CONSIGNES:
**A)** D'après le billet sur l'autoédition, combien d'exemplaires un auteur publié par l'édition traditionnelle vend-il en moyenne nationale ?
**B)** Recopiez le passage du billet sur l'autoédition allant de « La plupart du » jusqu'à « votre humble servante). » inclus, en remplaçant « ouvrage » par « manuscrit ».
**C)** Pour chacun des énoncés suivants, indiquez s'il est conforme au billet sur l'autoédition en répondant par oui ou par non, et citez les mots du billet qui le justifient.
(i) Les comités de lecture sont composés de dieux de l'Olympe.
(ii) Trois semaines d'exposition en librairie représentent un bon score.
(iii) L'auteur publié par l'édition traditionnelle décide seul de sa couverture.

DOCUMENT:
┏━━

Transfuge de
l'édition tradi, j'ai coutume de me proclamer très heureuse de mon
sort d'auteur désormais libre.
Oui, mais je suis
aussi profondément frustrée.
Alors je me pose
la question – et puisqu'on me dit généreuse, je vous en
fais profiter 😜:
Le vrai bonheur
existe-t-il pour les auteurs indépendants, c'est-à-dire
autoédités ?
Pour commencer,
mettons les choses au point : l'édition tradi ne rend pas plus
heureux. Demandez donc à Nila Kazar !
Petit rappel à l'intention de ceux qui n'ont pas lu nos billets sur le sujet :
Le processus de
sélection, d'une longueur décourageante, ne repose pas sur des
critères universels et parfaits. Les nécessités d'ordre
commercial, la ligne éditoriale des collections, des motifs
stratégiques, des règlements de compte ou au contraire des
alliances ou des préférences, et bien sûr l'humeur des membres des
comités de lecture (qui ne sont pas composés de dieux de l'Olympe,
mais d'être humains avec leur lot de migraines, d'a priori et même de pulsions misanthropiques), interfèrent sur les choix d'édition, voire
les motivent dès le départ.
Aucune décision
ne vous appartient plus – pas seulement concernant la couverture, mais
même quant au contenu. Vous vous retrouvez assujetti aux décisions de
tiers qui, certes, ont de l'expérience, mais pas forcément raison.
Le fait qu'ils ont
sélectionné votre « bébé » ne signifie pas
qu'ils partagent à cent pour cent votre point de vue à son sujet.
Ils ont leurs propres attentes, fantasmes et connaissance du marché.
La plupart du temps, ils vous feront modifier votre ouvrage de façon
plus ou moins importante ; souvent, ils le feront même réécrire par un
tiers (comme votre humble servante).
Après quoi l'on
vous dira qui rencontrer, à quelle séance de dédicaces vous
rendre, à quel salon. Pas question de vous dérober ; vous
êtes en représentation, et soyons clairs : c'est « la
maison » que vous représentez, bien avant vous-même. Gare aux
impairs.
Bref, vous aurez perdu votre « autodétermination ». Or, ce mot qui préoccupe si fort les peuples et les nations préoccupe aussi les auteurs, sans quoi l'autoédition n'aurait pas le vent en poupe – y compris chez les « élus » de l'édition.
Enfin, sauf exception,
ne croyez pas que votre livre sera affiché dans le métro, ni que
vous serez exposé en librairie le temps nécessaire pour vous y faire de fidèles
lecteurs. Le turn-over est endiablé, et 3 semaines d'exposition (le plus souvent en bas de rayon) représentent un bon score. Au final, vous
aurez le plus souvent vendu bien peu de livres. Moyenne nationale :
300 exemplaires. Vous pourrez peut-être vous targuer d'être un
auteur édité, mais vous resterez un inconnu. Alors… tout ça pour ça ?

┗━━

DONNÉES FOURNIES:
┏━━

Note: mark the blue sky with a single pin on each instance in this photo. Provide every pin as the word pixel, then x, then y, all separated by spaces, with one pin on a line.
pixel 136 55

┗━━

RÉPONSES PAR CONSIGNE:
**A)** 300 exemplaires.

**B)**
La plupart du temps, ils vous feront modifier votre manuscrit de façon
plus ou moins importante ; souvent, ils le feront même réécrire par un
tiers (comme votre humble servante).

**C)**
(i) Non : « qui ne sont pas composés de dieux de l'Olympe ».
(ii) Oui : « 3 semaines d'exposition (le plus souvent en bas de rayon) représentent un bon score ».
(iii) Non : « Aucune décision ne vous appartient plus – pas seulement concernant la couverture ».